- **What this task involves**: Copy out verbatim the part of the SAVE system passage that starts at "The concrete result: the" and ends after "to be unreliable.".

- **Passage given**:
--

The SAVE System Misused: Illegal Mass Surveillance
From a Targeted Tool to a Mass Database
The SAVE system—Systematic Alien Verification for Entitlements—was originally designed to allow social welfare agencies to verify the immigration status of benefit applicants. Under the Trump administration, through an executive order signed on March 25, 2025, the system was radically reconfigured. What was once a database containing the immigration information of some 26.5 million people was transformed into a citizenship verification system providing access to the personal information of nearly all Americans. The changes enabled mass searches using partial Social Security numbers and made the database freely accessible to state and local election officials.
The concrete result: the expanded SAVE program was used to verify the status of more than 67 million registered voters, mostly in Republican-led states. The system flagged thousands of voters as “potential non-citizens.” Subsequent investigations showed that many of them were, in fact, U.S. citizens eligible to vote. The combined data included information from the Internal Revenue Service and the Department of Labor, integrated into a “data lake” that allowed for cross-referencing, including biometric data and information on citizenship status. All of this, according to Judge Sooknanan, was based on data that the agencies knew to be unreliable.

--

- **Records shown**:
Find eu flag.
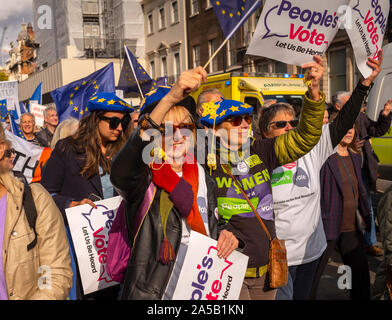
[0,99,8,122]
[50,62,116,122]
[19,102,26,114]
[211,0,261,38]
[30,82,42,104]
[117,46,158,95]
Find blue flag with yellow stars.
[50,63,116,122]
[10,114,26,140]
[117,47,167,95]
[211,0,261,38]
[0,99,8,122]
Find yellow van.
[192,72,307,112]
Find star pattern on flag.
[68,80,99,118]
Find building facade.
[5,21,39,81]
[184,0,243,74]
[33,0,144,69]
[142,0,188,83]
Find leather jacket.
[111,130,225,300]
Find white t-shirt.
[271,125,334,266]
[162,164,210,300]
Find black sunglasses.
[0,148,15,161]
[98,114,131,130]
[270,120,299,129]
[225,114,253,127]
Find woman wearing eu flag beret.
[110,68,238,300]
[41,93,133,299]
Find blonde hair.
[50,118,79,149]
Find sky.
[0,0,33,65]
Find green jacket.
[377,186,392,265]
[275,92,325,165]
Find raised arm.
[274,55,325,165]
[329,50,382,148]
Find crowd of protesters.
[0,53,392,300]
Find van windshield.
[263,94,304,116]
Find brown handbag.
[222,164,289,289]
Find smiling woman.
[41,93,133,300]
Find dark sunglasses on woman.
[98,114,131,130]
[162,123,196,137]
[225,114,253,127]
[270,120,299,129]
[0,148,15,161]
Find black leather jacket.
[110,130,225,300]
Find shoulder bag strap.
[222,163,272,241]
[336,153,358,203]
[23,184,37,251]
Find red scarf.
[151,153,207,235]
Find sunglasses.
[162,123,196,137]
[0,148,15,161]
[270,120,299,129]
[98,114,131,130]
[225,114,253,127]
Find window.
[161,56,167,77]
[174,52,181,80]
[192,46,201,68]
[159,7,165,29]
[147,12,154,34]
[226,36,237,67]
[208,39,218,72]
[189,0,199,16]
[150,60,155,78]
[328,49,347,95]
[172,1,180,23]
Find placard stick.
[124,44,144,100]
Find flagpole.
[203,0,261,69]
[124,44,144,100]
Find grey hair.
[197,88,223,109]
[259,102,296,136]
[20,112,35,123]
[332,91,351,107]
[44,106,57,118]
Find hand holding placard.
[301,55,324,101]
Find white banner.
[65,197,122,294]
[347,0,390,78]
[4,130,52,183]
[0,81,20,116]
[30,101,46,127]
[246,0,349,66]
[366,43,392,122]
[173,231,249,300]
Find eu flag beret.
[200,99,253,127]
[87,92,134,112]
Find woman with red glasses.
[259,53,382,300]
[110,74,238,300]
[41,93,133,300]
[201,56,325,300]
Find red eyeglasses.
[225,114,253,127]
[162,123,196,137]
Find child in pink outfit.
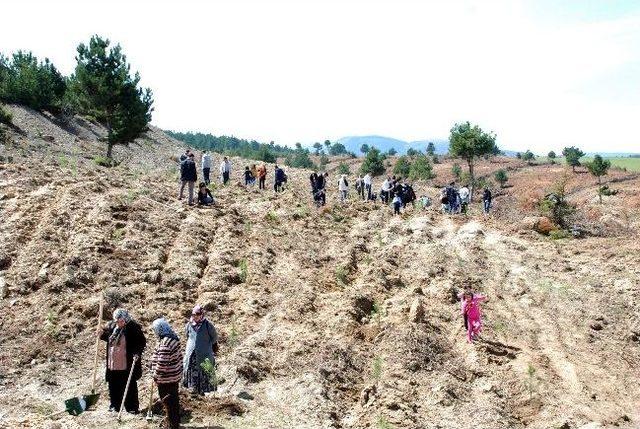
[460,292,486,343]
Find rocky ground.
[0,106,640,429]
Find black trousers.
[158,381,180,429]
[109,371,140,413]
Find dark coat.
[100,320,147,381]
[180,159,198,182]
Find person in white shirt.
[220,156,231,185]
[458,185,469,214]
[362,173,373,201]
[201,150,211,185]
[380,177,391,204]
[338,174,349,201]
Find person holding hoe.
[98,308,147,414]
[183,305,218,395]
[151,318,182,429]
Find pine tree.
[586,155,611,204]
[360,148,385,176]
[71,36,153,159]
[449,122,497,200]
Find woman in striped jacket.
[151,318,182,429]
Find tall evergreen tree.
[360,148,385,176]
[449,122,496,200]
[71,36,153,158]
[562,146,584,173]
[586,155,611,204]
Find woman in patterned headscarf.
[183,305,218,395]
[98,308,146,414]
[151,318,182,429]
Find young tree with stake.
[449,121,496,200]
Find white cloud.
[0,0,640,152]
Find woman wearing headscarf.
[183,305,218,395]
[151,318,182,429]
[99,308,147,414]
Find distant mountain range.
[337,136,637,158]
[337,136,449,156]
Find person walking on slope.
[183,305,218,395]
[482,187,491,215]
[313,173,327,206]
[380,177,391,204]
[220,156,231,185]
[458,185,469,214]
[356,174,364,200]
[178,153,198,205]
[198,182,215,206]
[200,150,211,186]
[244,165,255,186]
[151,318,182,429]
[362,173,373,201]
[338,174,349,202]
[251,164,258,185]
[273,165,285,192]
[258,164,267,189]
[460,291,486,343]
[98,308,147,414]
[393,194,402,215]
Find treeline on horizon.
[0,35,153,159]
[164,130,355,170]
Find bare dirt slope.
[0,104,640,429]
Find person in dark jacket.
[151,318,182,429]
[183,305,218,395]
[482,188,491,214]
[98,308,147,414]
[178,153,198,205]
[198,182,215,206]
[273,165,286,192]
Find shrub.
[360,148,385,176]
[93,155,117,167]
[238,258,249,283]
[549,229,572,240]
[538,175,576,228]
[371,356,384,381]
[0,105,13,125]
[494,169,509,188]
[338,162,351,174]
[336,265,348,286]
[320,153,329,169]
[451,163,462,180]
[393,156,411,177]
[409,154,436,180]
[284,146,313,168]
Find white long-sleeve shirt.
[338,177,349,191]
[220,160,231,174]
[200,153,211,169]
[458,186,469,203]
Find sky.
[0,0,640,153]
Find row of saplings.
[52,288,485,429]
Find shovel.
[118,355,138,422]
[59,296,103,417]
[146,378,154,422]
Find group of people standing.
[178,149,287,206]
[97,305,218,429]
[440,182,492,214]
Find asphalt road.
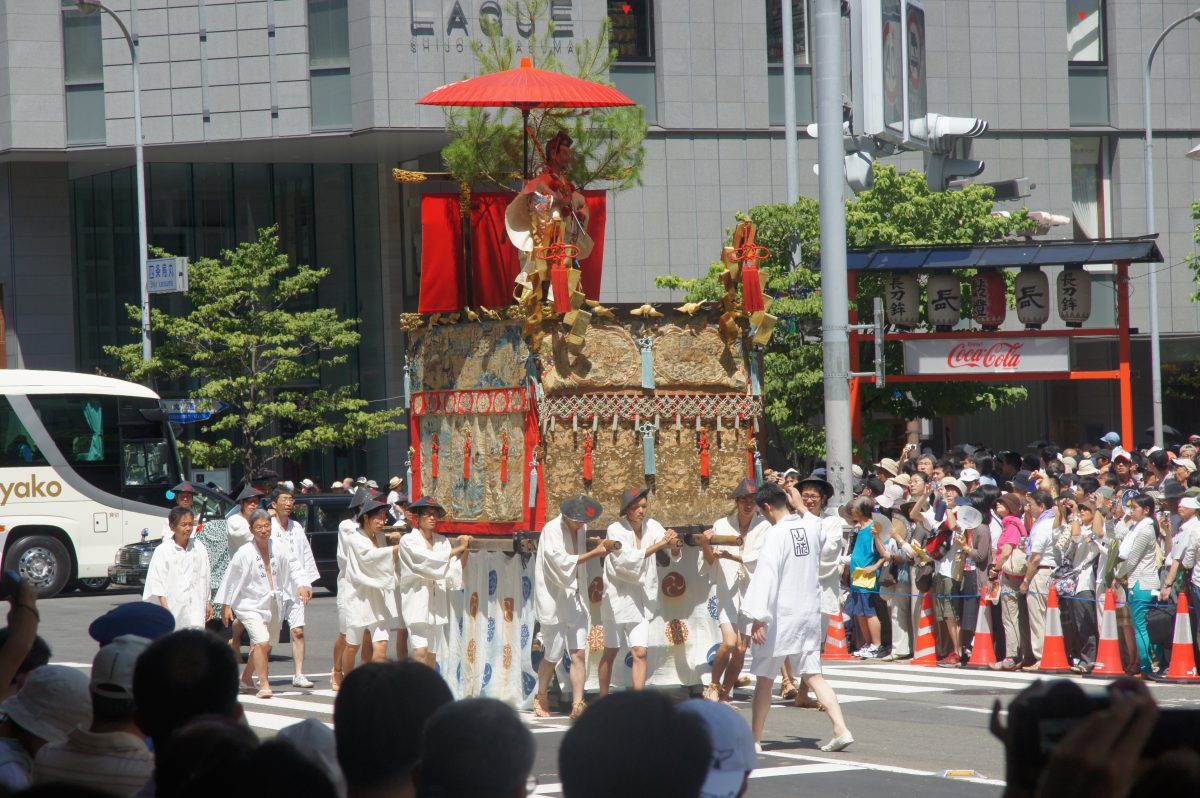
[40,590,1200,798]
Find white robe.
[214,539,296,622]
[271,518,320,588]
[742,514,826,659]
[142,538,212,629]
[600,518,679,624]
[534,516,588,625]
[337,524,400,628]
[226,512,254,562]
[400,529,462,628]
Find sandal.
[533,692,550,718]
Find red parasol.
[416,58,637,176]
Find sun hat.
[0,665,91,743]
[558,496,601,523]
[90,635,150,700]
[679,698,758,798]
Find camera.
[1007,679,1200,792]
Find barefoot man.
[742,482,854,751]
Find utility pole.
[814,0,853,504]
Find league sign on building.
[904,337,1070,379]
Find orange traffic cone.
[912,593,937,667]
[821,610,854,660]
[964,587,996,670]
[1090,589,1124,676]
[1038,582,1070,673]
[1163,593,1200,682]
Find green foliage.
[106,227,403,474]
[655,164,1033,456]
[442,0,646,191]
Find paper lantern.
[883,271,920,326]
[971,271,1008,331]
[925,271,962,331]
[1058,264,1092,326]
[1016,266,1050,330]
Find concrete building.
[0,0,1200,475]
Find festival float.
[394,60,774,706]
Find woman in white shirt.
[216,510,295,698]
[142,506,212,629]
[596,487,683,697]
[400,497,470,667]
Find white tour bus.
[0,368,181,596]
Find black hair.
[558,690,713,798]
[167,506,196,529]
[133,629,241,739]
[334,660,454,788]
[0,626,50,676]
[1030,488,1054,510]
[416,698,534,798]
[91,692,136,724]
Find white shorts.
[235,612,283,646]
[408,624,442,654]
[283,598,305,629]
[604,620,650,648]
[346,624,391,646]
[750,650,821,678]
[541,623,588,662]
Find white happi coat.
[742,514,826,658]
[600,518,679,624]
[226,512,254,562]
[709,510,770,622]
[214,540,296,622]
[337,522,400,629]
[400,529,462,628]
[142,536,212,629]
[534,515,588,625]
[271,517,320,588]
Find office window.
[1067,0,1106,64]
[308,0,350,130]
[767,0,809,66]
[62,4,104,144]
[608,0,654,61]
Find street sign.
[161,398,229,424]
[146,258,187,294]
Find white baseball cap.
[679,698,758,798]
[0,665,91,743]
[91,635,150,700]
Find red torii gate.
[847,238,1163,442]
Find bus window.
[0,397,46,466]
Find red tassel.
[742,263,767,313]
[462,430,470,482]
[583,432,595,482]
[500,430,509,485]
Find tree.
[104,227,403,475]
[655,164,1033,457]
[442,0,646,191]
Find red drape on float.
[419,191,607,313]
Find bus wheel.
[4,535,71,599]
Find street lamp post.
[76,0,150,361]
[1124,8,1200,446]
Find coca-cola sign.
[904,338,1070,379]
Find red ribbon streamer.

--

- **The answer**:
The concrete result: the expanded SAVE program was used to verify the status of more than 67 million registered voters, mostly in Republican-led states. The system flagged thousands of voters as “potential non-citizens.” Subsequent investigations showed that many of them were, in fact, U.S. citizens eligible to vote. The combined data included information from the Internal Revenue Service and the Department of Labor, integrated into a “data lake” that allowed for cross-referencing, including biometric data and information on citizenship status. All of this, according to Judge Sooknanan, was based on data that the agencies knew to be unreliable.